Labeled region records
------------------------------

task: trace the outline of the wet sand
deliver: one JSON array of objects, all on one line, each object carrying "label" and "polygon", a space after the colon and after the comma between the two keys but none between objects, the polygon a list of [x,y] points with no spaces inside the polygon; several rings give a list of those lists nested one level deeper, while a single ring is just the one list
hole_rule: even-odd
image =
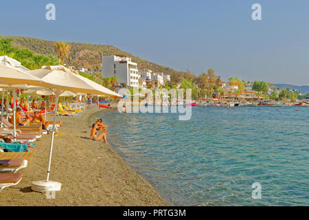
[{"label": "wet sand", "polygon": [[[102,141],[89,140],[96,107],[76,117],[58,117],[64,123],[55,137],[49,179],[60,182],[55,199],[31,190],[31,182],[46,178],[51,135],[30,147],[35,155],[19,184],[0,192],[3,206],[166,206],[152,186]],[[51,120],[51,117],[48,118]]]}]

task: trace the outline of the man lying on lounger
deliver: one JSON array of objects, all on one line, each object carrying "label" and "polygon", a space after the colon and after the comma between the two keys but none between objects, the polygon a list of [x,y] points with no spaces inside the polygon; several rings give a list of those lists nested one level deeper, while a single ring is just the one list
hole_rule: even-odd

------------------------------

§ **What to do**
Write out all the records again, swapping "trace the outline of" for "mark the boundary of" wherever it occurs and keeping everything else the same. Omit the pictures from your answer.

§ **Exercise result**
task: mark the boundary of the wet sand
deliver: one JSON array of objects, all on one line, each object carrying "label" and "polygon", a space after the colon and after the comma between the two keys but none between objects, the polygon a list of [x,y] points with no spaces inside the polygon; several rings give a list of those lists nested one level deeper, while a single ring is just the one list
hole_rule: even-odd
image =
[{"label": "wet sand", "polygon": [[[102,141],[89,140],[96,107],[76,117],[58,117],[64,123],[55,137],[49,179],[60,182],[55,199],[31,190],[31,182],[46,178],[51,135],[30,147],[35,155],[19,184],[0,192],[3,206],[166,206],[152,186]],[[51,120],[51,117],[48,118]]]}]

task: mark the boundary of the man lying on lounger
deliver: one JSON array of objects, all on one line, each object carrying "label" and "polygon", a space after the colon and after the comma between the two keys but none between objects, the polygon a list of [x,y] points with no spaces inside the polygon; several rings give a list of those lists nested one level deeper, while a single ring is just the one list
hole_rule: even-odd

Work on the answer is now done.